## YOUR OBJECTIVE
Decide whether each statement below agrees with the thread about the --% stop-parsing symbol, answering yes or no and quoting the deciding words from the thread: (a) Control operators such as & or | were meant to be supported by the --% emulation. (b) One participant sees nothing wrong with bash -c '...' per se. (c) The participant concerned about old scripts breaking would prefer to keep the --% symbol for the new Unix behavior.

## TEXT PASSAGE
My point was: Just like --% provides an escape route for users stuck in the cmd.exe world, there should be one for Bash (POSIX-like shell) users - whether that symbol will be "localized" to --$ or not is a secondary issue.

The stop-parsing-symbol is not any kind of cmd.exe-emulation:

Yes, it is. The very point of --% was to allow people people to execute command lines they were used to executing from cmd.exe / batch files - even if that emulation is _incomplete_, as you demonstrate.

Your parameter-expansion example aside (to put in POSIX terms), the emulation was always limited to a _single_ command, so involving control operators such as & or | was never meant to be supported.

Yes, it is. The very point of --% was to allow people people to execute command lines they were used to executing from cmd.exe / batch files

In that case, it was not implemented very well in my opinion... (advanced variable substitution, escape symbol (^), I can't even get output redirection (>) to work, but maybe that's my fault...)

However I still don't think --% should be changed -- please don't break the (until now) only reliable way to pass quotes.

I also don't think we need a special bash emulation (or bash call or cmd emulation) syntax. Whats wrong with bash -c '...'?
If the problem is the necessary quoting/escaping, I think this problem can be splitt into https://github.com/PowerShell/PowerShell/issues/1995 and maybe the need for some easier (maybe single line?) here string syntax...

However still don't think --% should be changed -- please don't break the (until now) only reliable way to pass quotes.

My suggestion was to implement --% _analogously_ on _Unix_ platforms, not to change the way it works on _Windows_.

What's wrong with bash -c '...'?

Nothing per se, but it does add another circle to Quoting Hell - which, I presume, people who need --% in the first place are likely to end up in.

Here-_documents_ _do_ work:

bash -c @'
echo a\'b"`date`"
'@

but, again, not easy on beginners.

As for a _single-line_ solution: I think something like --% (or --$) is probably as simple as it gets.

But for beginners even discovering --% is a challenge... - see #1761.

My suggestion was to implement --% analogously on Unix platforms, not to change the way it works on Windows.

But also on Unix --% is currently the only reliable and portable way to pass " to a child command -- this will hopefully change soon.
If --% is changed, old scripts, for example ported from windows (or scripts, that need to run on multiple versions of powershell), will break, therefore I'd strongly prefer a different symbol than --%.

Quoting Hell

Yes, that's a problem, therefore I suggested the single line here-string (for example @@' ... '@@ or similar, must be well documented, maybe suggested in the documentation near to --%) -- a three line here-doc just looks a little bit strange, although I don't know if it's worth to add a new syntax...

But also on Unix --% is currently the only reliable and portable way to pass " to a child command

No, unfortunately, it is _broken_ on Unix, as my first post tried to demonstrate:

> /bin/echo --% 'hi, mom'
'hi, mom'

As you can see, the single quotes were _preserved_, which is not what you get when you execute the same command (sans --%) in a POSIX-like shell:

$ /bin/echo 'hi, mom'
hi, mom

Passing parameters (arguments) works very differently on Unix, where it is the _shell_ that provides the argument parsing, not the _target_ command.

## Stored entries
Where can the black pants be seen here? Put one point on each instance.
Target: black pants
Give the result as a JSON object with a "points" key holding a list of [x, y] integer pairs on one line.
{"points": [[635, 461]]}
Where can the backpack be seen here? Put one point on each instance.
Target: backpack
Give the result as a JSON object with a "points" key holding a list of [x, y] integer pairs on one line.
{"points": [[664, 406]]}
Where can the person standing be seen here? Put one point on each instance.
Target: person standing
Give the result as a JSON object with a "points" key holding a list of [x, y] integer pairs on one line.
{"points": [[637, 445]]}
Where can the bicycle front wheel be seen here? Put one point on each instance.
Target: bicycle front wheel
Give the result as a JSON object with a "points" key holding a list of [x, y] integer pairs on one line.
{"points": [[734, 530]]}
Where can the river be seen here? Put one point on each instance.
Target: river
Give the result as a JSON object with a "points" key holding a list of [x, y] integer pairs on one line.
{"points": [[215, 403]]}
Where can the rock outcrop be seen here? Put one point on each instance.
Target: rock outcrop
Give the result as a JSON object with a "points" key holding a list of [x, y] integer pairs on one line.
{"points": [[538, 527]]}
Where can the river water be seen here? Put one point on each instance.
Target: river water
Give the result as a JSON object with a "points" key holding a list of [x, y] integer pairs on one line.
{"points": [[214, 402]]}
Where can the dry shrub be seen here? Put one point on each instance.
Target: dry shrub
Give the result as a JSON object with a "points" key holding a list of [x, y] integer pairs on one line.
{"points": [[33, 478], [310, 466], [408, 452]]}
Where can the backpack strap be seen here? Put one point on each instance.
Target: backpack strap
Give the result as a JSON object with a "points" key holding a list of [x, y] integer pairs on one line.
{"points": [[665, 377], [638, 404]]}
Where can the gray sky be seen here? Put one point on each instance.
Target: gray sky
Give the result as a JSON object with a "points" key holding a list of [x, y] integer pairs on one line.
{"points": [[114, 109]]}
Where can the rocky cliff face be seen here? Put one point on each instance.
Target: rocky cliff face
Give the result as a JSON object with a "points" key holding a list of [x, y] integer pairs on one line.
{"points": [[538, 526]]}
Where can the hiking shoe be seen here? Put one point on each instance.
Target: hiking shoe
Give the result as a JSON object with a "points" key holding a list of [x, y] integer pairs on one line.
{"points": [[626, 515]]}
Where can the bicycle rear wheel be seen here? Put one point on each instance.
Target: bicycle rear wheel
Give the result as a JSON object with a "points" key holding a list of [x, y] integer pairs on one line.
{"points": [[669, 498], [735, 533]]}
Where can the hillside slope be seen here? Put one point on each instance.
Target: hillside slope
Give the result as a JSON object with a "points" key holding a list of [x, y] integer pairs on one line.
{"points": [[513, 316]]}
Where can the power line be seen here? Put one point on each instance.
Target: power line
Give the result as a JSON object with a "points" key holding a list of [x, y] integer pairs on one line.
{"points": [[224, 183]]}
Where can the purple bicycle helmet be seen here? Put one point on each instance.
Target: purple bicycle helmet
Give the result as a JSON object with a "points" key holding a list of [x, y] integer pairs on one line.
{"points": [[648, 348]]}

## SOLUTION FOR THIS TASK
(a) No: "involving control operators such as & or | was never meant to be supported."
(b) Yes: "Nothing per se, but it does add another circle to Quoting Hell"
(c) No: "therefore I'd strongly prefer a different symbol than --%."